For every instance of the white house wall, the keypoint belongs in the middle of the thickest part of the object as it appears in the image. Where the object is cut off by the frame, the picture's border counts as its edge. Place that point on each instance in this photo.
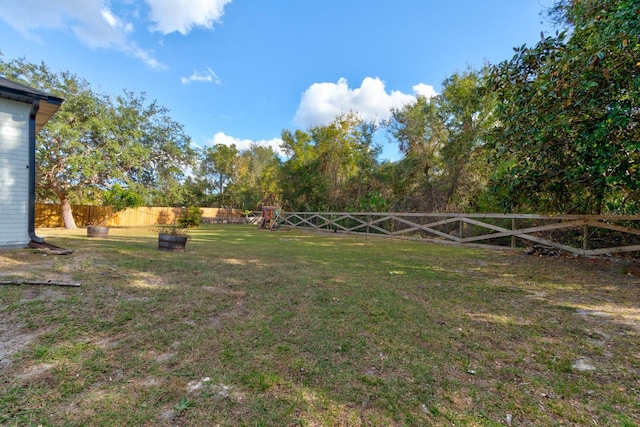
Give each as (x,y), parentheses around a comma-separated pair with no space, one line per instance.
(14,173)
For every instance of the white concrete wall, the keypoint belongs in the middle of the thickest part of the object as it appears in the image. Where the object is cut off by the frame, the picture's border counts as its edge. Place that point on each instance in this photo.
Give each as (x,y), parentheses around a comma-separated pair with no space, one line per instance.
(14,173)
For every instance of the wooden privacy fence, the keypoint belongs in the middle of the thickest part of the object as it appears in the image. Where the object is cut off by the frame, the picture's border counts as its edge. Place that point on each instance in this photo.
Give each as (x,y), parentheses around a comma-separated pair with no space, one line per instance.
(587,235)
(49,215)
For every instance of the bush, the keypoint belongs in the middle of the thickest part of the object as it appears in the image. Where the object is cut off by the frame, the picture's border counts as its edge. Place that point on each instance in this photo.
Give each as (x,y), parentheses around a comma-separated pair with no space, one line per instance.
(191,218)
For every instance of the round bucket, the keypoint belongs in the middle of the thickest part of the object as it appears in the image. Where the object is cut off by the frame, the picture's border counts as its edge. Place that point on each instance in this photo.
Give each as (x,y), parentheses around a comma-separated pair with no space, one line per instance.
(94,231)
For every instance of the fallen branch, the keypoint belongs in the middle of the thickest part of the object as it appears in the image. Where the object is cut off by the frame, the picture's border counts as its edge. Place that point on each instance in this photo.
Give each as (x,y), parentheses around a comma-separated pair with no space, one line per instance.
(39,282)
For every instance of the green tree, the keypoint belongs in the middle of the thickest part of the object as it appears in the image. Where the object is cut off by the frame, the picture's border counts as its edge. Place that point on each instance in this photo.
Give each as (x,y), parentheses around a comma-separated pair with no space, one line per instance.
(568,116)
(329,166)
(218,169)
(256,176)
(93,142)
(442,140)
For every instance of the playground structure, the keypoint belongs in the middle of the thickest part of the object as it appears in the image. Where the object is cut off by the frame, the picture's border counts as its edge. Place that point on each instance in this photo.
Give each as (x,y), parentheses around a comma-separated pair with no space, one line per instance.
(269,218)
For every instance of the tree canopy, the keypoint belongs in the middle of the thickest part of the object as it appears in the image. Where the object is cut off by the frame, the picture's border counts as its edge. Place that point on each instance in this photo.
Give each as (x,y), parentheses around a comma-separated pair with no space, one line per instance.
(567,138)
(555,129)
(95,141)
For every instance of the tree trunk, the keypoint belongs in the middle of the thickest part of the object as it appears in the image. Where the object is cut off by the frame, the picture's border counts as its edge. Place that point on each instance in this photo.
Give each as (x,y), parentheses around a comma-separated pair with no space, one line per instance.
(67,214)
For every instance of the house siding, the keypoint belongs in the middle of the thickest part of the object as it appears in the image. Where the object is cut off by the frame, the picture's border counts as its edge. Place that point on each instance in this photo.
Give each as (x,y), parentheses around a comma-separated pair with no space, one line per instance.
(14,173)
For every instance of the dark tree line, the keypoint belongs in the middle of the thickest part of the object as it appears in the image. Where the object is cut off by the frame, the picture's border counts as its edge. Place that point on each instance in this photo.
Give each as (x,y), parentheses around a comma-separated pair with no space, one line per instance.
(555,129)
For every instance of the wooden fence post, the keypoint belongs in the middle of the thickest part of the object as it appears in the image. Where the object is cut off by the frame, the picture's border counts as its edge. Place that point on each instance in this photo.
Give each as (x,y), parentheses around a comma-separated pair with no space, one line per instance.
(585,237)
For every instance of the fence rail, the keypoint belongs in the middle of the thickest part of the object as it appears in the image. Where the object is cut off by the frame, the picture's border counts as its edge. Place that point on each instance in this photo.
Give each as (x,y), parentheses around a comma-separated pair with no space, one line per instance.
(587,235)
(48,215)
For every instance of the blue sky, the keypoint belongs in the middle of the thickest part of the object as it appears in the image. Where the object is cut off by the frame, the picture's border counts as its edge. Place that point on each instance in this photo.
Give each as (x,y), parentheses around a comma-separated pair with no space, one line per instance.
(241,71)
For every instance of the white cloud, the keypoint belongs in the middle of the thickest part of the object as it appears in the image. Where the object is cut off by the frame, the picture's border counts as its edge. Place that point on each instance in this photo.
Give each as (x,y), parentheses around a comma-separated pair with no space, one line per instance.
(182,16)
(322,102)
(207,76)
(425,90)
(245,144)
(93,22)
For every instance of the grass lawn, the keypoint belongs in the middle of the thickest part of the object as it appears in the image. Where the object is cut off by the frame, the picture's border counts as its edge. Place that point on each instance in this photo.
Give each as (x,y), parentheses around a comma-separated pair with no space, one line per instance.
(287,328)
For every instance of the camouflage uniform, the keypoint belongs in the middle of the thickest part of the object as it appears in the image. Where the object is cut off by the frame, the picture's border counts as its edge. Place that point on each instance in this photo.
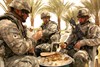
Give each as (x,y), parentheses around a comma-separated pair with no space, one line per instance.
(50,35)
(14,45)
(91,40)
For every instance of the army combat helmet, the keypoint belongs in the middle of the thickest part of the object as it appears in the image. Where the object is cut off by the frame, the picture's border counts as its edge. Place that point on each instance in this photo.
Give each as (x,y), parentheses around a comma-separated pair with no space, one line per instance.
(83,13)
(20,5)
(45,14)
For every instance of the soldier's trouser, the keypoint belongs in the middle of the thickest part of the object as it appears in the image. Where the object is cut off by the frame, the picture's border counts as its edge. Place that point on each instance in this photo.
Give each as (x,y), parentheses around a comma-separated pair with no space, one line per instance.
(22,61)
(81,58)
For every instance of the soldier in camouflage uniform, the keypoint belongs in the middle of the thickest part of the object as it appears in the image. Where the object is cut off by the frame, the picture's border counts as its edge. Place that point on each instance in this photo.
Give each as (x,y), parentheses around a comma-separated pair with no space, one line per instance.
(47,35)
(91,40)
(15,47)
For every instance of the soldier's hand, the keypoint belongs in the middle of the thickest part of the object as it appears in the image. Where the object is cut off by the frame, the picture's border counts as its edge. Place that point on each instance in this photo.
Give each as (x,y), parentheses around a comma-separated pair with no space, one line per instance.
(77,46)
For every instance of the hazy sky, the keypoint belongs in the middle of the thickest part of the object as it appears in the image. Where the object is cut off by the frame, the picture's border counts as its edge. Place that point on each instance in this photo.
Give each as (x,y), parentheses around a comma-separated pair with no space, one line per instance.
(38,21)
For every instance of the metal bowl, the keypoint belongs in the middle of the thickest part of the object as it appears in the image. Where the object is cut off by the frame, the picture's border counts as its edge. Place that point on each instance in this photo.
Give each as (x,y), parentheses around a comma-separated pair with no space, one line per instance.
(59,63)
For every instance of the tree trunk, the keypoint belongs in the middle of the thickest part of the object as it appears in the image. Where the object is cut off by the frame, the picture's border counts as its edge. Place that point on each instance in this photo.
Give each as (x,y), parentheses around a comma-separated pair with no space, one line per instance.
(32,21)
(97,19)
(58,23)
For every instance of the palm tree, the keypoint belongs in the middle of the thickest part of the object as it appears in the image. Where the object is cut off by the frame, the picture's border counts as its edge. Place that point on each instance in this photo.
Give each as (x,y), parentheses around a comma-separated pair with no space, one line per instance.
(6,3)
(94,8)
(36,7)
(71,13)
(59,8)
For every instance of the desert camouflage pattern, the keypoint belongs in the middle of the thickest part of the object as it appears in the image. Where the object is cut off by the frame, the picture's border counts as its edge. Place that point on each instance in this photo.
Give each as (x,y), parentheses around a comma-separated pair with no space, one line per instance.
(22,61)
(20,4)
(50,35)
(15,45)
(91,39)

--

▸ **Written request**:
Rewrite everything from the line containing "For every instance of the desert" down to the end of the records, swapping "thickest" for "widest" and leaving all else the same. Return only those lines.

▸ **Answer to the task**:
For every instance of the desert camouflage pattern, the keypoint belongs in the middle of the widest part of the object as it appears in the image. Where the object is cut off by the frame, the picture's border counts as its edge. Place that point on each instance in this photo.
Give each as (x,y), parentheses around a comma-separated pair with no space, one line per instance.
(22,61)
(20,4)
(50,35)
(15,45)
(91,39)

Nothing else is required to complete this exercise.